• Provided entries:
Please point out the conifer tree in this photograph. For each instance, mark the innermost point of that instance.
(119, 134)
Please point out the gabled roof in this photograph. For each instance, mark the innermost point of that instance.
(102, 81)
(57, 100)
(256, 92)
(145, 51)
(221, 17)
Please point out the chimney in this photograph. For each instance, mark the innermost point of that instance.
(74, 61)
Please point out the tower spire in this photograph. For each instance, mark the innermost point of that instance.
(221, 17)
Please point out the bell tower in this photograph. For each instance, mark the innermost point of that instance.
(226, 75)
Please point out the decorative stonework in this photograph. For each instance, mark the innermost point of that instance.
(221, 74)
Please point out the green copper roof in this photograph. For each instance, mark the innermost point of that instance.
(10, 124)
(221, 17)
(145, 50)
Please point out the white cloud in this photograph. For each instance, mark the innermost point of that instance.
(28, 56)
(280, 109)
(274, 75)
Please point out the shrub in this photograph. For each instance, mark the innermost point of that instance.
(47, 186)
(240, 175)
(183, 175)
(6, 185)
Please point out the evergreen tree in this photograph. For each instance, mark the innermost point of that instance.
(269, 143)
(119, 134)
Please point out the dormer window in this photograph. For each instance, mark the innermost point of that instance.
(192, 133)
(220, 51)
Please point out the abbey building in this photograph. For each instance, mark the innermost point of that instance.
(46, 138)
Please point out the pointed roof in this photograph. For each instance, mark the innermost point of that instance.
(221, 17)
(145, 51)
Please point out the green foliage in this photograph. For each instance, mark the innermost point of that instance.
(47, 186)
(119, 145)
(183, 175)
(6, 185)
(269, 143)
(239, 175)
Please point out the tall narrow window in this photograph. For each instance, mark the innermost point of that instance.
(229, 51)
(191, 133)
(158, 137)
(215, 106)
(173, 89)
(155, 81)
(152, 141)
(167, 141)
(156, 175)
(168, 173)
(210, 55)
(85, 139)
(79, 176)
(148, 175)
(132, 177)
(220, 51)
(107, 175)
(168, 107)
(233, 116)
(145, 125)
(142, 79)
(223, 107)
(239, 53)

• Written exercise:
Starting at the row that contains "Please point out the tall" and ending at the last row, write out every line again, requests included and unchanged. Multiply each point coordinate in the answers by 2, rounding to whole numbers with halves rounded up.

• Answer for this exercise:
Please point out the tall narrow window in this photograph. For each instance, mark the innermost point of that instance.
(458, 102)
(382, 266)
(316, 274)
(430, 212)
(346, 178)
(310, 162)
(304, 282)
(334, 282)
(312, 350)
(336, 346)
(420, 110)
(170, 278)
(158, 352)
(296, 350)
(264, 354)
(440, 102)
(214, 350)
(336, 214)
(466, 232)
(290, 250)
(284, 158)
(446, 214)
(478, 106)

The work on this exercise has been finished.